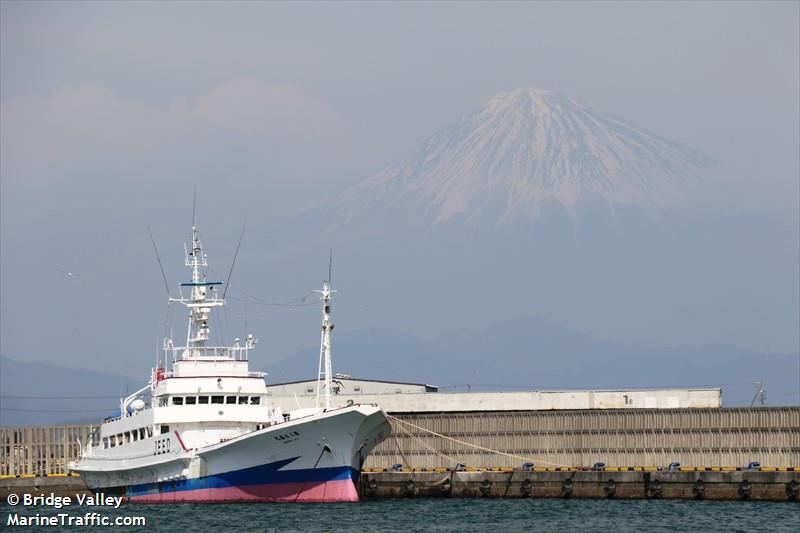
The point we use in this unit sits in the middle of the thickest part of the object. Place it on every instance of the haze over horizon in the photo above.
(112, 113)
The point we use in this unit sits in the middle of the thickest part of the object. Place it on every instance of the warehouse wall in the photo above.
(409, 402)
(630, 437)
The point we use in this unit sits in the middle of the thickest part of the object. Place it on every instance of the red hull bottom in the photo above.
(341, 490)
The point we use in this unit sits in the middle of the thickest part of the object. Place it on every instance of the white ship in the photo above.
(204, 429)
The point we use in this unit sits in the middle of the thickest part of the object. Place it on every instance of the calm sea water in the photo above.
(454, 515)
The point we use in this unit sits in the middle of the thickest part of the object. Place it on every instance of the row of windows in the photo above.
(128, 436)
(163, 401)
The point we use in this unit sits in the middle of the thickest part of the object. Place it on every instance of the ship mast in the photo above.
(203, 297)
(325, 375)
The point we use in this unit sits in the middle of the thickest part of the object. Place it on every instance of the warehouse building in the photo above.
(401, 397)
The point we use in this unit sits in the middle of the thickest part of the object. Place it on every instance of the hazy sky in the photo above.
(112, 111)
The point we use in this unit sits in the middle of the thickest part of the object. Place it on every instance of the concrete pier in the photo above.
(507, 483)
(705, 485)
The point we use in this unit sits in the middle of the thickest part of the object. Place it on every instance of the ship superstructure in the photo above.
(204, 430)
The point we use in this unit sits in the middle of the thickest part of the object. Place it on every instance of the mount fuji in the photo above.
(522, 150)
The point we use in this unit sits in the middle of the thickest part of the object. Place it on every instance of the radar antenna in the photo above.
(760, 395)
(325, 375)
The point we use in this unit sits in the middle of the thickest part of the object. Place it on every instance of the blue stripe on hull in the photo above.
(257, 475)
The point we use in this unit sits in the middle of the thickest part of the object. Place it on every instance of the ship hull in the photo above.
(313, 459)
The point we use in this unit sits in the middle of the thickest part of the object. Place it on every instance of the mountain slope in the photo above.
(521, 150)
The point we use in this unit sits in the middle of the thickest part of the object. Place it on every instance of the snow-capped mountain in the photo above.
(522, 149)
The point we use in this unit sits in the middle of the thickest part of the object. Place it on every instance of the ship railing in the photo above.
(223, 353)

- [Aim] Put every line of the material above into a JSON list of strings, one string per line, leaving out blank lines and the picture.

- [Answer for the task]
[
  "The point we use in this unit sits in the middle of the thickest part of the object. Place it on every instance of the haze over horizon in the photo above.",
  "(112, 113)",
  "The point we use in this unit sits in the middle of the thickest part of the object. Place it on every instance of the warehouse wall in the photo above.",
  "(409, 402)",
  "(630, 437)",
  "The point we use in this unit sits in the middle of the thickest part of the object. Place it on every instance of the red hull bottom in the photo above.",
  "(341, 490)",
  "The point we use in this unit sits in the middle of the thickest part of the object. Place it on every instance of the white ship in the photo above.",
  "(204, 429)",
  "The point we use in this unit sits in the middle of the thickest part of the object. Place it on every instance of the calm sea water in the photo above.",
  "(454, 515)",
  "The point we use in this unit sits in the middle of the thickest part of the object. Place it on every instance of the row of windows in the photo above.",
  "(128, 436)",
  "(163, 401)",
  "The point we use in this unit sits in the middle of the thickest part of the object. Place it on every instance of the ship mast in the photo above.",
  "(203, 297)",
  "(325, 375)",
  "The point we use in this unit sits in the middle of the thickest part of the object. Place it on every instance of the warehouse building in the photo above.",
  "(401, 397)",
  "The point we use in this unit sits in the middle of the thickest part of the object. Place it on every instance of the hazy sky in the photo above.",
  "(112, 111)",
  "The point we use in this unit sits in the middle of the thickest part of the object. Place it on every instance of the concrete pier in the photo above.",
  "(507, 483)",
  "(705, 485)",
  "The point we use in this unit sits in the middle of the thickest part of the object. Place it on every instance of the ship superstructure in the photo above.",
  "(204, 430)",
  "The point we use in this unit sits in the middle of the thickest part of the object. Place it on every instance of the mount fuji in the photo above.",
  "(522, 150)",
  "The point we use in this unit sits in the middle of the thickest part of the object. Place it on every instance of the radar antenna in the photo above.",
  "(760, 395)",
  "(325, 375)",
  "The point we use in this unit sits in the middle of the thickest part of the object. Place it on every instance of the blue stripe on hull in the photo above.",
  "(257, 475)",
  "The point we use in this unit sits in the middle of the thickest part of the object. Place it on every instance of the ship hull in the photo above.",
  "(313, 459)",
  "The point we use in this unit sits in the middle of the thickest part of the object. Place it on every instance of the mountain slope in the photo above.",
  "(521, 150)",
  "The point we use in this unit sits in the middle of the thickest part of the object. Place it on every instance of the snow-capped mountain in the photo above.",
  "(522, 149)",
  "The point we use in this unit sits in the middle of the thickest part of the object. Place it on every instance of the ship railing in the photo above.",
  "(223, 353)"
]